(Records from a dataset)

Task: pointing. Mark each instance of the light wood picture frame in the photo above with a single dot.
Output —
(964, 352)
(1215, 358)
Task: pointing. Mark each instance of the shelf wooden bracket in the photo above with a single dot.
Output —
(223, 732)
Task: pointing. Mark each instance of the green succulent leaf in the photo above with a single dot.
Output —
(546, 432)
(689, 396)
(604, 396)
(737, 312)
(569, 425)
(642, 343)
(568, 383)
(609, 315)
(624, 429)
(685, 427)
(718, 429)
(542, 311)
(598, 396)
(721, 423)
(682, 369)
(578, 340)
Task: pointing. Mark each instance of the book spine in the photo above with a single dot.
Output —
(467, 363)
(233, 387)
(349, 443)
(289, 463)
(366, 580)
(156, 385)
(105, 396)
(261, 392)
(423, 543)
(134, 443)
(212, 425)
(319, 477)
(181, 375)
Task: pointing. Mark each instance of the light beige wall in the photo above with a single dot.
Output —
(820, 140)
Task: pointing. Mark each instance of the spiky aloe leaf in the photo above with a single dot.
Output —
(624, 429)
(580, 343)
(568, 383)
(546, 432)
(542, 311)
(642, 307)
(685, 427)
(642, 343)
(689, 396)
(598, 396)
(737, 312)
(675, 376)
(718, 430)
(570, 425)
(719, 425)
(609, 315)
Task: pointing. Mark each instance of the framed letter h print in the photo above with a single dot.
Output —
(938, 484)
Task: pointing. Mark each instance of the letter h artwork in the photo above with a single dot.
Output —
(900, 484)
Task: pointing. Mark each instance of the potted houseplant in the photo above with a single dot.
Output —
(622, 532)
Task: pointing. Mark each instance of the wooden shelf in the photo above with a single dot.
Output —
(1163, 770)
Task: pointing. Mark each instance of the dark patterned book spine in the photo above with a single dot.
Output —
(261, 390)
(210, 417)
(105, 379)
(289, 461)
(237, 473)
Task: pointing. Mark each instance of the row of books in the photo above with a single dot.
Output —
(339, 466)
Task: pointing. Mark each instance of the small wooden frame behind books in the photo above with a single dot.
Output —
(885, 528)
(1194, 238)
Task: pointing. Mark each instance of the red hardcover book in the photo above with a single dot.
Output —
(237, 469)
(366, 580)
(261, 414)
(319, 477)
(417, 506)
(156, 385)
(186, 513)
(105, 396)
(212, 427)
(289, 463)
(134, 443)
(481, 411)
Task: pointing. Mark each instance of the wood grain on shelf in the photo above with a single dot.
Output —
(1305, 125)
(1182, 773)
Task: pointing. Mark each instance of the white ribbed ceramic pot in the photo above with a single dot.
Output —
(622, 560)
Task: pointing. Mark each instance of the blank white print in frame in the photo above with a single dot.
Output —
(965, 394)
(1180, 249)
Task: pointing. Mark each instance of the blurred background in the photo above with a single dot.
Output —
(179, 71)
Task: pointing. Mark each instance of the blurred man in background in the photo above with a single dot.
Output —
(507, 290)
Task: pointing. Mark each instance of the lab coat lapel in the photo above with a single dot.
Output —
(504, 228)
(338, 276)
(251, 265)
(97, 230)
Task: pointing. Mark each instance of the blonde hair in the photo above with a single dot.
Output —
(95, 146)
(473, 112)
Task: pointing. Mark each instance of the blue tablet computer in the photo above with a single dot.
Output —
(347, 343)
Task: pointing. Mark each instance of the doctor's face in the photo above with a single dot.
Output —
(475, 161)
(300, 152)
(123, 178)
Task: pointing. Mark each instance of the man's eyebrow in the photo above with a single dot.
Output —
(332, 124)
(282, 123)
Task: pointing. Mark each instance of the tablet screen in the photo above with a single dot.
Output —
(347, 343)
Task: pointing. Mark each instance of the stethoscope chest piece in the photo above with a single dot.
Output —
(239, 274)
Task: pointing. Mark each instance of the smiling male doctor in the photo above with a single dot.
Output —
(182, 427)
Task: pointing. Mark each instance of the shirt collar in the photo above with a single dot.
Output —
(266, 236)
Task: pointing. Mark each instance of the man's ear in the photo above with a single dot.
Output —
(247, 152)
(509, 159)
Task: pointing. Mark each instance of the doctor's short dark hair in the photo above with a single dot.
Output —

[Exercise aim]: Say how many lines in the records contain the string "leaf", and say nothing else.

[Exercise result]: 2